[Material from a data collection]
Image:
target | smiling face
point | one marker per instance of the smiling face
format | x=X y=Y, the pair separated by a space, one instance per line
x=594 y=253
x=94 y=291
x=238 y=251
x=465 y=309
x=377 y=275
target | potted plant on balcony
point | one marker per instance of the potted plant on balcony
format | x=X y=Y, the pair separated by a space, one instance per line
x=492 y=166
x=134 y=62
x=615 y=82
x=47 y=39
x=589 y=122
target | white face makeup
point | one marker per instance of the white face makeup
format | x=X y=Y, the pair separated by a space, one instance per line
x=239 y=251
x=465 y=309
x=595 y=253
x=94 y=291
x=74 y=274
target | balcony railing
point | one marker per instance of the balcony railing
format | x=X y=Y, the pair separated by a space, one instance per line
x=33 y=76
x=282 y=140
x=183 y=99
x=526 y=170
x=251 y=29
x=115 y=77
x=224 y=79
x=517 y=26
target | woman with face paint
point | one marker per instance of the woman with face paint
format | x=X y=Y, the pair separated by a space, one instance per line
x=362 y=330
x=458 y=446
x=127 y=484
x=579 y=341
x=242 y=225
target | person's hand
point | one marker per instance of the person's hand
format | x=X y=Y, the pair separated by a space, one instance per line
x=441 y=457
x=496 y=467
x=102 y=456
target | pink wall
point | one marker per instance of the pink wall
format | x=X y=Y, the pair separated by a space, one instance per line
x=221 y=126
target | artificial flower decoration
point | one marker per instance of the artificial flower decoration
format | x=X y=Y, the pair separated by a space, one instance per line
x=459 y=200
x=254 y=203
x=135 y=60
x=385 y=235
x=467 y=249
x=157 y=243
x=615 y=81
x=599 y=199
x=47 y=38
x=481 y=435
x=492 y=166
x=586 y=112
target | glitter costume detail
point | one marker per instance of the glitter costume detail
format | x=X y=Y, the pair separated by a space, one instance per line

Set exercise
Please return all of the material above verbatim, line for line, with no changes.

Output for this exercise
Image:
target | smiling face
point | one marker per instance of the smiling face
format | x=X y=Y, the pair separated by a space, one instance per line
x=594 y=253
x=94 y=291
x=238 y=251
x=465 y=309
x=377 y=275
target | potted plant on balcony
point | one marker per instance of the potted plant on balcony
format | x=X y=Y, the pair separated by a space, one instance per line
x=492 y=166
x=134 y=62
x=615 y=82
x=47 y=39
x=589 y=122
target | white face makeup
point | one marker per instance of the white face makeup
format | x=X y=Y, the pair separated by a space, one instance per line
x=239 y=251
x=465 y=309
x=595 y=253
x=94 y=291
x=74 y=274
target | balcony railing
point | one marker per instance of the balcony railing
format | x=X y=Y, the pair separated by a space, one instance per line
x=33 y=76
x=282 y=140
x=183 y=99
x=526 y=170
x=251 y=29
x=115 y=77
x=224 y=79
x=517 y=26
target | woman with face paint
point | one marker per instance of the woman with face paint
format | x=X y=Y, the pair separated by a space, one instance per line
x=362 y=330
x=458 y=446
x=127 y=484
x=579 y=341
x=242 y=225
target | person's hand
point | one marker per instance of the person's hand
format | x=X y=Y, the pair separated by a space, one instance per line
x=441 y=457
x=496 y=467
x=102 y=456
target | pink wall
point | one marker per instance of the pink wall
format | x=X y=Y, the pair separated by a space, one instance per line
x=221 y=126
target | artificial flower decoration
point | one marker per instance of the artificial flower decoration
format | x=X y=Y, the pair separated by a space, one instance per line
x=459 y=200
x=254 y=203
x=135 y=60
x=385 y=235
x=467 y=249
x=157 y=243
x=615 y=81
x=599 y=199
x=47 y=38
x=481 y=435
x=492 y=166
x=586 y=112
target | glitter costume detail
point | one marker per instance of the glitter costume detail
format | x=X y=Y, the pair separated by a space, one instance per line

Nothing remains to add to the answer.